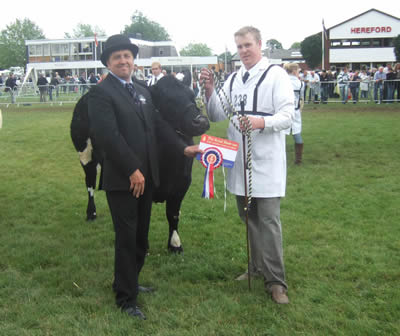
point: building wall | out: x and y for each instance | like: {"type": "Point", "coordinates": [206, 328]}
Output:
{"type": "Point", "coordinates": [364, 39]}
{"type": "Point", "coordinates": [362, 55]}
{"type": "Point", "coordinates": [373, 19]}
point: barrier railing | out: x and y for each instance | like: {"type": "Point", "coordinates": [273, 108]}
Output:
{"type": "Point", "coordinates": [29, 94]}
{"type": "Point", "coordinates": [386, 91]}
{"type": "Point", "coordinates": [363, 91]}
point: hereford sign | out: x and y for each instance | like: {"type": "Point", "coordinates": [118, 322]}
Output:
{"type": "Point", "coordinates": [368, 30]}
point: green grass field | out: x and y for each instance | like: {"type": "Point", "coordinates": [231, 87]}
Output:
{"type": "Point", "coordinates": [341, 238]}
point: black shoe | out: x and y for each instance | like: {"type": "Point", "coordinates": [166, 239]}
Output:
{"type": "Point", "coordinates": [146, 289]}
{"type": "Point", "coordinates": [134, 312]}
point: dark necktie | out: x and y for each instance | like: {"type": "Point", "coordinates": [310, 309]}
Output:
{"type": "Point", "coordinates": [131, 89]}
{"type": "Point", "coordinates": [245, 77]}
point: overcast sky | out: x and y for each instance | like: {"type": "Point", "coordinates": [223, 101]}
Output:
{"type": "Point", "coordinates": [201, 21]}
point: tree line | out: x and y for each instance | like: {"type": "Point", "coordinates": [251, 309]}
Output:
{"type": "Point", "coordinates": [13, 51]}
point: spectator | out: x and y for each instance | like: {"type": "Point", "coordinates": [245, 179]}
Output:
{"type": "Point", "coordinates": [379, 78]}
{"type": "Point", "coordinates": [324, 86]}
{"type": "Point", "coordinates": [343, 82]}
{"type": "Point", "coordinates": [293, 71]}
{"type": "Point", "coordinates": [137, 73]}
{"type": "Point", "coordinates": [82, 82]}
{"type": "Point", "coordinates": [314, 82]}
{"type": "Point", "coordinates": [53, 86]}
{"type": "Point", "coordinates": [390, 85]}
{"type": "Point", "coordinates": [156, 74]}
{"type": "Point", "coordinates": [11, 86]}
{"type": "Point", "coordinates": [397, 72]}
{"type": "Point", "coordinates": [304, 78]}
{"type": "Point", "coordinates": [364, 84]}
{"type": "Point", "coordinates": [331, 83]}
{"type": "Point", "coordinates": [43, 85]}
{"type": "Point", "coordinates": [355, 86]}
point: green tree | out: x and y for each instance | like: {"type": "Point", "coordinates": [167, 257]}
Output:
{"type": "Point", "coordinates": [396, 43]}
{"type": "Point", "coordinates": [12, 40]}
{"type": "Point", "coordinates": [85, 30]}
{"type": "Point", "coordinates": [274, 44]}
{"type": "Point", "coordinates": [143, 28]}
{"type": "Point", "coordinates": [295, 45]}
{"type": "Point", "coordinates": [196, 49]}
{"type": "Point", "coordinates": [311, 50]}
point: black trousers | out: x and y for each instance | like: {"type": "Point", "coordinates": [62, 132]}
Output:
{"type": "Point", "coordinates": [131, 219]}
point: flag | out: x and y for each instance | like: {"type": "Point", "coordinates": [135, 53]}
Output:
{"type": "Point", "coordinates": [324, 30]}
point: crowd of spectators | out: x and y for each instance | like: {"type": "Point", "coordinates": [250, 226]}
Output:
{"type": "Point", "coordinates": [381, 85]}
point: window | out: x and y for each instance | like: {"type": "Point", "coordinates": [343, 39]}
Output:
{"type": "Point", "coordinates": [35, 50]}
{"type": "Point", "coordinates": [59, 49]}
{"type": "Point", "coordinates": [86, 47]}
{"type": "Point", "coordinates": [46, 49]}
{"type": "Point", "coordinates": [376, 43]}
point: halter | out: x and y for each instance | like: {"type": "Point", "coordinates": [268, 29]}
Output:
{"type": "Point", "coordinates": [244, 121]}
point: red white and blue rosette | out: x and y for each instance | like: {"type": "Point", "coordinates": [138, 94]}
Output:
{"type": "Point", "coordinates": [211, 159]}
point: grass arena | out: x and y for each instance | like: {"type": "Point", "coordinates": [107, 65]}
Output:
{"type": "Point", "coordinates": [339, 217]}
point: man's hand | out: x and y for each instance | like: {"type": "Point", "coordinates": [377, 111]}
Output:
{"type": "Point", "coordinates": [192, 151]}
{"type": "Point", "coordinates": [137, 183]}
{"type": "Point", "coordinates": [256, 123]}
{"type": "Point", "coordinates": [207, 78]}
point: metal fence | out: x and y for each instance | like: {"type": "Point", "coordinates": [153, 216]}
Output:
{"type": "Point", "coordinates": [387, 91]}
{"type": "Point", "coordinates": [29, 94]}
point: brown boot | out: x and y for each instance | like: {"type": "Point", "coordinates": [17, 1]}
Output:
{"type": "Point", "coordinates": [298, 149]}
{"type": "Point", "coordinates": [279, 294]}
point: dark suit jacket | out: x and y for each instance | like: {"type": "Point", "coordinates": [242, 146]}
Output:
{"type": "Point", "coordinates": [126, 132]}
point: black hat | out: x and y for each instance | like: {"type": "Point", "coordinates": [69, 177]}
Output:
{"type": "Point", "coordinates": [116, 43]}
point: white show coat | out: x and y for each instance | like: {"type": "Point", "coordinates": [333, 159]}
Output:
{"type": "Point", "coordinates": [298, 89]}
{"type": "Point", "coordinates": [153, 78]}
{"type": "Point", "coordinates": [276, 98]}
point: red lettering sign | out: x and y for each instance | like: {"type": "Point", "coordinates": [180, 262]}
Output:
{"type": "Point", "coordinates": [368, 30]}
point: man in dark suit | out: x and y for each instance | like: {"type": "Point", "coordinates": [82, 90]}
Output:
{"type": "Point", "coordinates": [124, 123]}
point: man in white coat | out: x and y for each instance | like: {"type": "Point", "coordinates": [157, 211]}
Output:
{"type": "Point", "coordinates": [269, 105]}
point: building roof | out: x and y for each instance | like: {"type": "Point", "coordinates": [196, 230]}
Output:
{"type": "Point", "coordinates": [354, 17]}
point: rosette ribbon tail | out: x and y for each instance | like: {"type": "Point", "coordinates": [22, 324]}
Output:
{"type": "Point", "coordinates": [208, 188]}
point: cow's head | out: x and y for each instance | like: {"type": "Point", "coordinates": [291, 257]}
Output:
{"type": "Point", "coordinates": [177, 105]}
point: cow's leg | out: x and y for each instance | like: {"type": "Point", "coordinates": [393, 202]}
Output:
{"type": "Point", "coordinates": [90, 178]}
{"type": "Point", "coordinates": [173, 206]}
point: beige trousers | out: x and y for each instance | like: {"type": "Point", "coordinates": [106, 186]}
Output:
{"type": "Point", "coordinates": [265, 235]}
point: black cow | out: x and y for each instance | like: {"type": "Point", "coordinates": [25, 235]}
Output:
{"type": "Point", "coordinates": [176, 104]}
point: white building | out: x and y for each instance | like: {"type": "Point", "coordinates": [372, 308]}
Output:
{"type": "Point", "coordinates": [74, 56]}
{"type": "Point", "coordinates": [365, 40]}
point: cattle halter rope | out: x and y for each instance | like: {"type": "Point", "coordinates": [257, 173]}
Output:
{"type": "Point", "coordinates": [246, 135]}
{"type": "Point", "coordinates": [244, 121]}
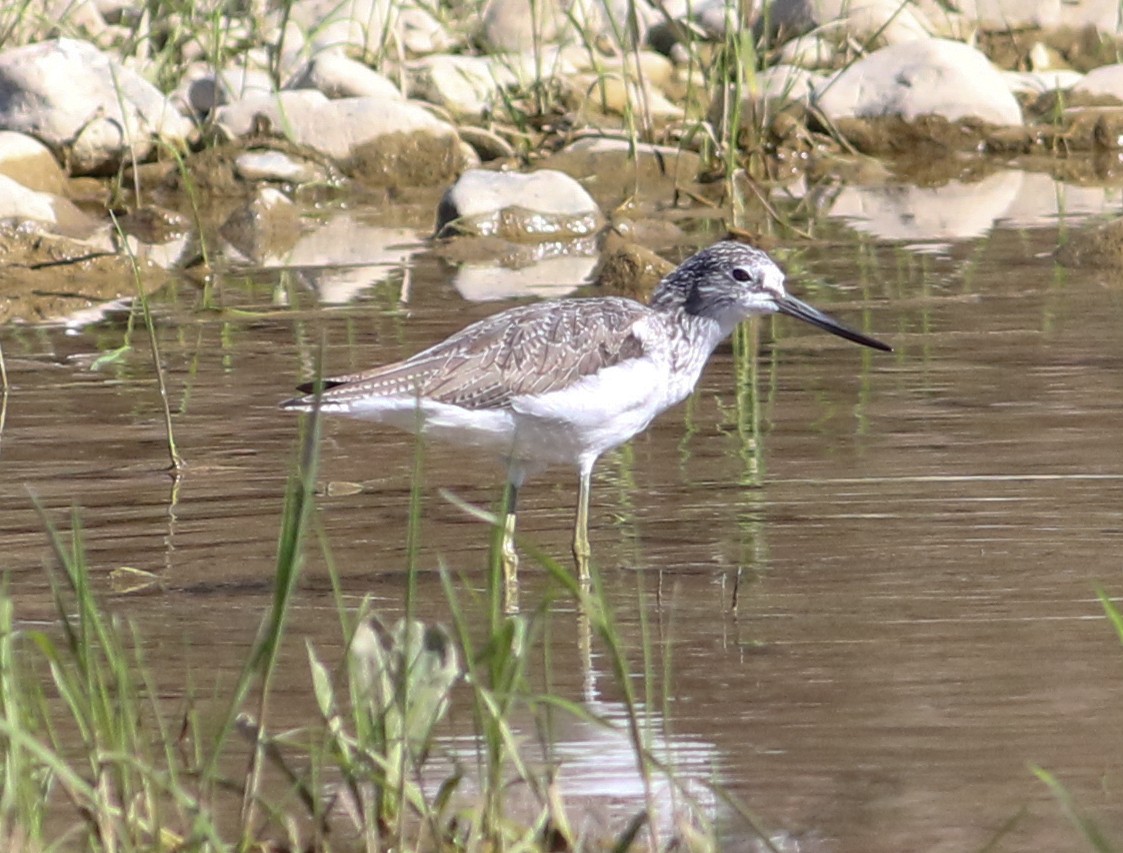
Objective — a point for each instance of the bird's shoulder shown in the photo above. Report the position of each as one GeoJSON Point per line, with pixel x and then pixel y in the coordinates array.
{"type": "Point", "coordinates": [527, 349]}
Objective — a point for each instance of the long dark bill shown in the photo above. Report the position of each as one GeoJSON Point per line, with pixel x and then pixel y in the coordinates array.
{"type": "Point", "coordinates": [801, 310]}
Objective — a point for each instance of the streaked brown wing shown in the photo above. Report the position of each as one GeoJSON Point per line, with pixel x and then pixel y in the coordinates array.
{"type": "Point", "coordinates": [530, 349]}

[TO DO]
Print each line from the one containing "point: cow's leg" through the last line of the listing, both included, exactly and with no pictures.

[TASK SOLUTION]
point: cow's leg | out: x and y for each instance | like: {"type": "Point", "coordinates": [393, 202]}
Output:
{"type": "Point", "coordinates": [90, 178]}
{"type": "Point", "coordinates": [173, 206]}
point: beige trousers | out: x and y for each instance | like: {"type": "Point", "coordinates": [106, 186]}
Output:
{"type": "Point", "coordinates": [265, 235]}
point: black cow | out: x and y for each instance | like: {"type": "Point", "coordinates": [25, 235]}
Output:
{"type": "Point", "coordinates": [176, 104]}
point: white building | out: x and y for each instance | like: {"type": "Point", "coordinates": [372, 308]}
Output:
{"type": "Point", "coordinates": [74, 56]}
{"type": "Point", "coordinates": [365, 40]}
point: cattle halter rope | out: x and y for each instance | like: {"type": "Point", "coordinates": [257, 173]}
Output:
{"type": "Point", "coordinates": [246, 135]}
{"type": "Point", "coordinates": [244, 121]}
Objective — a point for each instance of the bird's shoulder shown in the photo above. Report the position of each as one GeoJSON Point per line, with pixel x and then pixel y in the coordinates array.
{"type": "Point", "coordinates": [527, 349]}
Objective — a point for each instance of the long dark bill shown in the photo above. Report the position of each as one GeoJSON Point per line, with pixel x and then pixel y in the coordinates array.
{"type": "Point", "coordinates": [801, 310]}
Objective — a point for each instance of the streaked brown wing shown in the photo above. Report the position of each as one GeoJSON Point per line, with pixel x and then pixel y in the coordinates array.
{"type": "Point", "coordinates": [530, 349]}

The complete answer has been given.